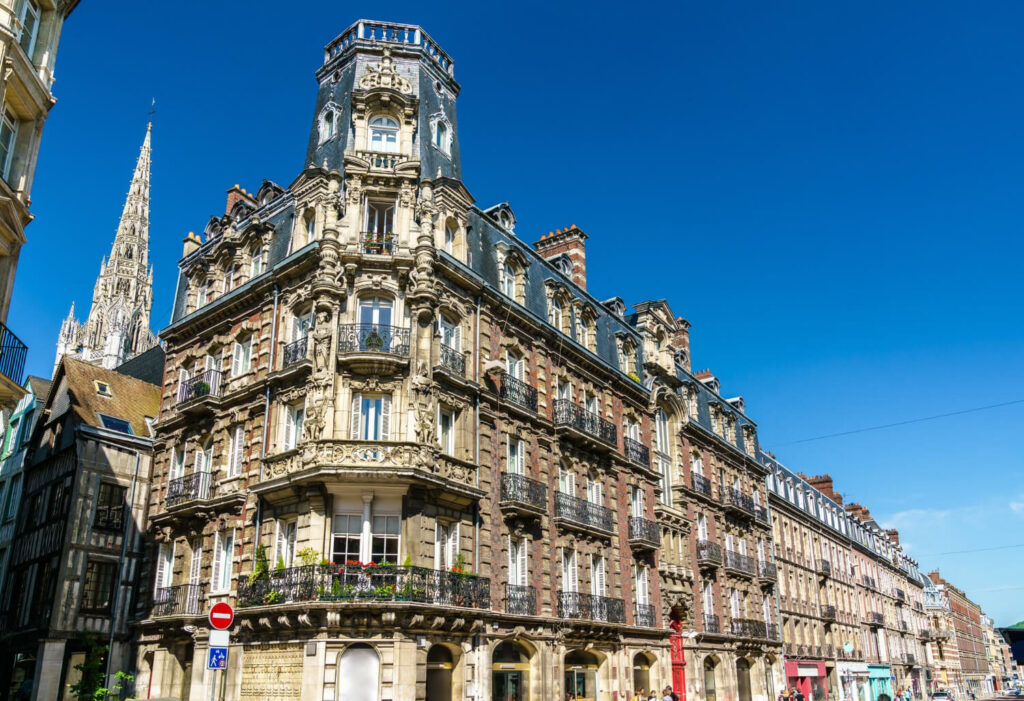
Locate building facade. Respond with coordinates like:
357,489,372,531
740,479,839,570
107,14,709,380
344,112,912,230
0,357,159,701
0,0,78,407
55,121,158,372
134,20,721,701
926,571,987,698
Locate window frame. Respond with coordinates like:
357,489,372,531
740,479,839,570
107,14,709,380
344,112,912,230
81,560,118,615
368,115,399,153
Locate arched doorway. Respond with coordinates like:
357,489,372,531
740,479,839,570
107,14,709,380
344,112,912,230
565,650,600,701
493,640,531,701
705,657,719,701
633,652,655,694
427,646,454,701
737,658,752,701
338,644,379,701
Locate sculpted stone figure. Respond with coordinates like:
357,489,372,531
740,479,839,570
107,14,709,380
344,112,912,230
312,310,332,375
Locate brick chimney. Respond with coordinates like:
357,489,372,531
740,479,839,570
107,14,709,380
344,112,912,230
533,225,588,289
885,528,900,546
694,368,720,393
225,184,256,215
671,316,692,371
182,231,202,258
804,474,841,504
845,502,871,523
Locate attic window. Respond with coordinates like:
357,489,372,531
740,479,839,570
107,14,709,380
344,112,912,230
94,381,112,398
98,414,133,435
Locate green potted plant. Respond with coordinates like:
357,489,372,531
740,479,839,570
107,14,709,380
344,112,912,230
248,545,270,585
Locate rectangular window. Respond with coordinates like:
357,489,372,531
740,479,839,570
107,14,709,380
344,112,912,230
16,0,39,57
3,475,20,521
508,537,528,586
170,445,185,480
0,109,17,181
636,564,650,606
227,425,244,477
250,246,266,277
98,414,134,434
630,485,643,518
505,351,524,380
94,483,126,532
2,417,20,457
372,514,400,564
210,530,234,592
435,520,459,570
154,542,174,592
506,437,524,475
697,514,708,541
284,402,305,450
438,406,455,456
439,316,461,351
232,336,254,376
558,466,575,495
196,279,209,307
351,393,390,442
590,554,606,596
586,474,602,505
561,548,578,593
331,514,362,565
189,538,202,585
275,519,297,569
702,581,714,616
365,200,395,235
730,588,740,618
292,310,313,341
658,458,672,506
81,560,117,614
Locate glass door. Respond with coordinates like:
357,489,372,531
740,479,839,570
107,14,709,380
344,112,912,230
493,672,523,701
358,298,393,351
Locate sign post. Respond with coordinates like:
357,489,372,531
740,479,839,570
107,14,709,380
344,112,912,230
207,603,234,701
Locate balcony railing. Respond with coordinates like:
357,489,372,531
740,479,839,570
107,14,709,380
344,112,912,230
895,588,906,603
867,611,884,626
725,550,756,576
704,613,720,634
821,604,837,621
697,539,723,567
237,564,490,609
635,603,656,627
862,575,876,589
0,322,27,386
177,369,223,405
755,505,769,524
623,436,650,465
628,516,660,547
505,584,536,616
758,561,778,580
723,488,756,516
361,231,395,255
554,492,614,533
557,591,625,623
337,324,410,356
731,618,769,639
499,375,538,412
282,336,308,367
691,473,713,498
818,559,832,577
439,343,465,376
165,471,211,508
766,623,780,641
152,583,205,618
906,653,916,664
553,400,617,445
500,473,547,511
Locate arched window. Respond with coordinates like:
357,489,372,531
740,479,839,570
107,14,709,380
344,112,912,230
337,644,379,701
501,261,517,299
434,120,449,152
550,296,564,332
443,221,455,255
369,116,399,153
320,107,337,142
250,244,266,278
654,408,673,506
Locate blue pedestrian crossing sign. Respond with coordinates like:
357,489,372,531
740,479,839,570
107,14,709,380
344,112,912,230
208,647,228,670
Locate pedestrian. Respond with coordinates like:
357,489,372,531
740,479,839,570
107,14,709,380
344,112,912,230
631,690,644,701
662,687,674,701
796,686,807,701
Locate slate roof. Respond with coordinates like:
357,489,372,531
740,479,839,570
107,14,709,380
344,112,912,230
56,357,160,437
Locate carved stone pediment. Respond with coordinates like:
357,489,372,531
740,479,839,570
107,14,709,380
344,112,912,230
359,48,412,94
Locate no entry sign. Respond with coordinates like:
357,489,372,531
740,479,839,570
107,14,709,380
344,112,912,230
208,602,234,630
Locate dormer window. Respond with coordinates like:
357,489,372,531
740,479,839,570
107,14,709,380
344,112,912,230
196,278,210,308
369,116,399,153
443,221,455,255
434,121,448,150
16,0,40,58
94,381,112,398
550,297,564,332
250,244,266,278
319,107,338,143
501,262,517,299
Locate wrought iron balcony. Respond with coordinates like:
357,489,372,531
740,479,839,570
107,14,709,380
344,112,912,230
439,343,465,376
557,591,625,623
866,611,884,626
237,564,490,609
499,375,537,412
697,539,723,567
724,549,756,577
0,321,27,388
821,604,837,621
635,603,656,627
623,436,650,466
505,584,536,616
499,473,547,514
361,231,395,255
818,559,832,578
165,471,211,508
553,399,617,446
862,575,877,589
723,488,756,517
754,504,769,524
730,618,769,639
691,473,714,498
704,612,720,634
766,623,780,641
337,324,410,356
282,336,308,368
758,561,778,582
554,491,614,534
895,588,906,604
176,369,223,406
628,516,660,549
906,653,916,665
152,583,205,618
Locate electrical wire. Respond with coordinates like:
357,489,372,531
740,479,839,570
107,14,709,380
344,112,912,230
776,398,1024,446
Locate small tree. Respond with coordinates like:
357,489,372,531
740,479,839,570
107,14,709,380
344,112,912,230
69,632,135,700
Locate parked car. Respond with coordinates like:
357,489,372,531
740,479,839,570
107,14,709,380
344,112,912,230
930,692,953,701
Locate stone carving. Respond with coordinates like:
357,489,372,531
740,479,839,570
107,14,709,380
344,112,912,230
312,310,333,376
358,47,413,94
239,644,303,699
411,362,437,445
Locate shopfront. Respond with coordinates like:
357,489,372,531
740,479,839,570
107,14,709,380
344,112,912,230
868,665,893,701
564,650,600,701
837,662,870,701
786,660,828,701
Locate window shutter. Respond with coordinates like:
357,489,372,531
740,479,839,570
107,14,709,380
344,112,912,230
193,447,203,474
570,550,578,593
284,406,295,450
154,543,168,591
516,538,527,586
275,521,284,567
446,522,459,569
288,522,298,567
249,335,256,370
434,521,443,569
210,531,222,590
380,395,391,441
190,538,202,585
224,529,235,590
453,324,462,352
516,440,525,474
350,393,362,440
232,342,242,376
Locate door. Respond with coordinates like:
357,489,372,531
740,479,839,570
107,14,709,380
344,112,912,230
737,659,752,701
493,672,523,701
705,659,717,701
359,298,393,349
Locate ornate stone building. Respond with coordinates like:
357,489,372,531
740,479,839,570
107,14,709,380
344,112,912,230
133,20,745,701
925,571,988,698
0,0,78,407
54,121,158,373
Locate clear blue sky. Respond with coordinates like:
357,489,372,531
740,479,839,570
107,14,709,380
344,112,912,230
13,2,1024,623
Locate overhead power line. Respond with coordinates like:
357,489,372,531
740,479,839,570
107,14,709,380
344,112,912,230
919,542,1024,558
777,398,1024,446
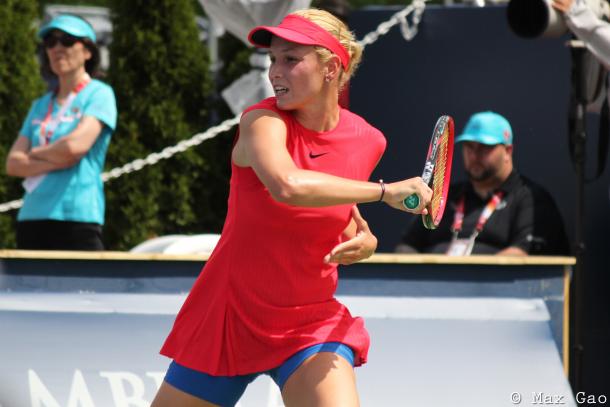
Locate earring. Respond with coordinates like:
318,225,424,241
325,75,332,82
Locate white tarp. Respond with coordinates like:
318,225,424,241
199,0,311,46
199,0,312,114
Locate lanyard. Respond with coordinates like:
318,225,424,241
448,190,504,255
39,75,90,146
452,190,504,234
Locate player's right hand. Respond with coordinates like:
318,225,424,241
382,177,432,214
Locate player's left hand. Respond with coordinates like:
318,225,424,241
324,206,377,265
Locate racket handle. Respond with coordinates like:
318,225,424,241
422,213,435,230
403,193,419,210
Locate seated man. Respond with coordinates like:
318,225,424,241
396,111,570,256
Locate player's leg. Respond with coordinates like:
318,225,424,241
151,361,255,407
278,343,359,407
151,381,219,407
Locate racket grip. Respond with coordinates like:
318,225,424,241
422,213,435,230
403,193,419,210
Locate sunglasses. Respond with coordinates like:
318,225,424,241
43,33,80,49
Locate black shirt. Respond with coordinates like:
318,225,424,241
399,170,570,255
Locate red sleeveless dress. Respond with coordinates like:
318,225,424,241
160,97,386,375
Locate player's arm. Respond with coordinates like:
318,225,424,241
5,136,62,177
29,115,103,166
325,206,377,265
232,109,431,211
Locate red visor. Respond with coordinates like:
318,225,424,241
248,14,350,70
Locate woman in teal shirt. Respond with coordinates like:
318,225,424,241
6,14,117,250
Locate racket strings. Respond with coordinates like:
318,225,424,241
430,131,449,220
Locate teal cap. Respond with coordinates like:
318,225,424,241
455,111,513,145
38,14,96,43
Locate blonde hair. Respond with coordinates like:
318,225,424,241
291,8,363,90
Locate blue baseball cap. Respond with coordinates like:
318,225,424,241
455,111,513,145
38,14,96,43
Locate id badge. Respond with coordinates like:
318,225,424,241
23,174,47,193
446,238,472,256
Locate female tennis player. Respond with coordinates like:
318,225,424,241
153,8,431,407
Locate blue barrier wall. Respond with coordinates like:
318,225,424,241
0,254,574,406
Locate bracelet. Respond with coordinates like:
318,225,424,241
378,179,386,202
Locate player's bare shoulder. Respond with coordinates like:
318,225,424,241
233,109,288,167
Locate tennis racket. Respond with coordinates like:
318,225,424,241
403,115,455,229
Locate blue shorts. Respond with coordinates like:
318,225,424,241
164,342,354,407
-.-.-
- The task -
Across the listing, count every line with the word "tennis" in it. Answer with the number alone.

- Your response -
2